EXCERTO:
Pode um palacete de 1884 viver no Porto de 2019?
Foi desenhado para albergar uma entidade bancária e hoje quer ser um “alojamento local de luxo”. O Torel 1884 procura “mostrar a riqueza e a diversidade que os portugueses trouxeram ao mundo”, num palacete em plena Rua de Mouzinho da Silveira, no Porto.
A um palacete de final do século XIX, recuperado e com traços originais preservados, não faltam encantos: as paredes de pedra, as escadas de dimensões como já não se fazem, as balaustradas de madeira a rodopiar andares acima e, no caso do novo Torel 1884, uma clarabóia monumental. É assim que começa a estadia na mais recente unidade deste grupo de hotelaria: de pescoço curvado, olhar voltado para cima, um “Uau” contido. O ano que lhe dá nome é também o ano de construção deste palacete da Rua de Mouzinho da Silveira, a 500 metros de outro edifício emblemático, a Estação de São Bento, no Porto.

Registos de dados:
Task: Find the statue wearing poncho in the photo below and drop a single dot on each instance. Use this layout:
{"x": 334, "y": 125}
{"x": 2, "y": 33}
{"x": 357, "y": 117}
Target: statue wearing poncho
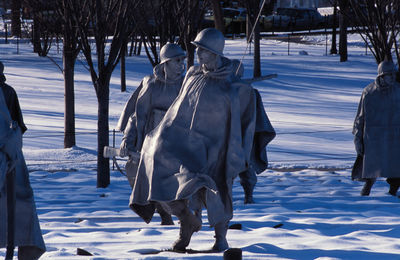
{"x": 203, "y": 142}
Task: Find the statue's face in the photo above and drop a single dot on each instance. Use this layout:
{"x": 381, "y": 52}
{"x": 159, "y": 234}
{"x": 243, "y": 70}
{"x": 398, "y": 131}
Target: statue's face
{"x": 389, "y": 79}
{"x": 206, "y": 57}
{"x": 174, "y": 67}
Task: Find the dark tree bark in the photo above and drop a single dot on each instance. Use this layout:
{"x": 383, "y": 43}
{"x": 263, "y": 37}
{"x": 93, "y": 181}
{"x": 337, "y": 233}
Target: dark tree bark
{"x": 218, "y": 15}
{"x": 253, "y": 10}
{"x": 122, "y": 68}
{"x": 71, "y": 48}
{"x": 334, "y": 26}
{"x": 69, "y": 100}
{"x": 343, "y": 23}
{"x": 378, "y": 22}
{"x": 101, "y": 19}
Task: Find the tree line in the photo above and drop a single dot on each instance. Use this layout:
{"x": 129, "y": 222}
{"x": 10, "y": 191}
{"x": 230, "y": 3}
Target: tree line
{"x": 105, "y": 31}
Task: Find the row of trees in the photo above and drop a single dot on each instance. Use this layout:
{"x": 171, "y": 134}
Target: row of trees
{"x": 102, "y": 29}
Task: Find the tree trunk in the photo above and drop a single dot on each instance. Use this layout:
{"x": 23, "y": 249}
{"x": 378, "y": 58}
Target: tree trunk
{"x": 37, "y": 48}
{"x": 257, "y": 61}
{"x": 343, "y": 23}
{"x": 103, "y": 164}
{"x": 16, "y": 18}
{"x": 190, "y": 50}
{"x": 218, "y": 15}
{"x": 334, "y": 25}
{"x": 123, "y": 74}
{"x": 343, "y": 39}
{"x": 69, "y": 116}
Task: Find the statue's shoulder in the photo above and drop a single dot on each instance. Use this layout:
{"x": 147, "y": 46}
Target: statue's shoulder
{"x": 193, "y": 70}
{"x": 370, "y": 89}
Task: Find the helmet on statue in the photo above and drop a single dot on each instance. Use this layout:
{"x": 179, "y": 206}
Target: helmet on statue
{"x": 210, "y": 39}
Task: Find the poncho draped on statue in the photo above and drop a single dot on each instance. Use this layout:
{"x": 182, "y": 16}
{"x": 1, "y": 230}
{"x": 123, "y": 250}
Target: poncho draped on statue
{"x": 204, "y": 141}
{"x": 377, "y": 132}
{"x": 147, "y": 106}
{"x": 27, "y": 229}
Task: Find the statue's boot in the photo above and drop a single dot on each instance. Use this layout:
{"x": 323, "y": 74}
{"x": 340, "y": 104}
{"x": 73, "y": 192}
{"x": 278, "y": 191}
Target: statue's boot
{"x": 166, "y": 218}
{"x": 189, "y": 224}
{"x": 367, "y": 186}
{"x": 248, "y": 195}
{"x": 221, "y": 243}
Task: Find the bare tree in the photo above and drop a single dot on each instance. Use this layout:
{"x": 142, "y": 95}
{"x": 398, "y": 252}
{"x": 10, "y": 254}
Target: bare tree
{"x": 190, "y": 23}
{"x": 254, "y": 8}
{"x": 109, "y": 23}
{"x": 71, "y": 49}
{"x": 218, "y": 15}
{"x": 46, "y": 25}
{"x": 159, "y": 22}
{"x": 343, "y": 23}
{"x": 16, "y": 18}
{"x": 334, "y": 26}
{"x": 378, "y": 22}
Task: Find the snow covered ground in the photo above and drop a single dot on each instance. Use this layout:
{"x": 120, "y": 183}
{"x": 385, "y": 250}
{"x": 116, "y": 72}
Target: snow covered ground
{"x": 306, "y": 207}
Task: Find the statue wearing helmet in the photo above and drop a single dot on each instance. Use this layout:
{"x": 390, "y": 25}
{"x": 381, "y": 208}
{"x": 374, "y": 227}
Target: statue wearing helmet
{"x": 377, "y": 131}
{"x": 147, "y": 106}
{"x": 203, "y": 142}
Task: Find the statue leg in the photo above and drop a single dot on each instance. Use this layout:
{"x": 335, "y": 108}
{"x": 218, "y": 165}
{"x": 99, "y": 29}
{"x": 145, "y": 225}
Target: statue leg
{"x": 394, "y": 185}
{"x": 188, "y": 221}
{"x": 367, "y": 186}
{"x": 220, "y": 237}
{"x": 248, "y": 180}
{"x": 166, "y": 218}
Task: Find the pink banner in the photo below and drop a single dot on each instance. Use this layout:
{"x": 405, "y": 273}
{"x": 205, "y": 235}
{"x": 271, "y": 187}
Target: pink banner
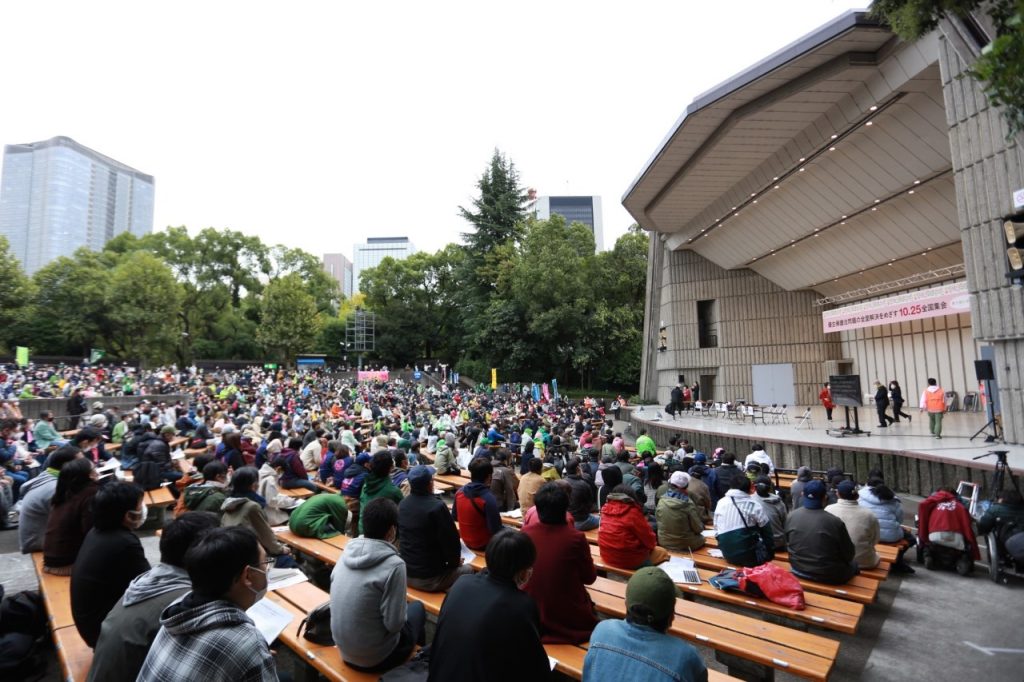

O QUE FAZER:
(A) Com base no texto sobre o Torel 1884, responda:
(i) Para que foi desenhado originalmente o palacete?
(ii) Em que rua do Porto fica o palacete?
(iii) A que distância da Estação de São Bento se encontra?
(B) Prossiga o texto sobre o Torel 1884 a partir da última frase apresentada.
Os registos são material à parte, sem relação com o excerto.

LISTA DE RESPOSTAS:
(A)
(i) Para albergar uma entidade bancária.
(ii) Na Rua de Mouzinho da Silveira.
(iii) A 500 metros.

(B)
Há plantas de enormes folhas verdes a dar as boas-vindas a quem entra, uma obra a dois tempos de João Pedro Rodrigues e uma recepção quase invisível — parece ser esta a tendência, esconder as pistas que apontam para um hotel. Aqui, no piso térreo de um edifício construído para ser um banco, é-nos entregue uma pesada chave com um palmo de comprimento — parece capaz de abrir um portão — e uma etiqueta com o número 10 e a palavra “Porcelanas”. Está na hora de ignorar o elevador e subir até ao segundo piso, que representa a Ásia.
No Torel 1884, vai contando Gonçalo Coutinho, director, a decoração de cada um dos andares corresponde a um continente ao qual os portugueses conseguiram chegar — África, América e Ásia — e aos produtos que daí trouxeram para Portugal, através de rotas comerciais. O conceito “serviu para encontrar cores e texturas que dessem uma homogeneidade aos interiores”, bem como para “mostrar a riqueza e a diversidade que os portugueses trouxeram ao mundo num determinado momento da história”. Nos quartos do primeiro andar há referências a produtos sul-americanos e, no segundo, as porcelanas e as especiarias imperam. “Ao escolhermos o tema dos descobrimentos portugueses — ou do ‘achamento’ —, quisemos enaltecer a incrível diversidade das terras por onde os navegadores portugueses passaram”, explica — e não “provocar nem estimular a controvérsia” em torno do tema.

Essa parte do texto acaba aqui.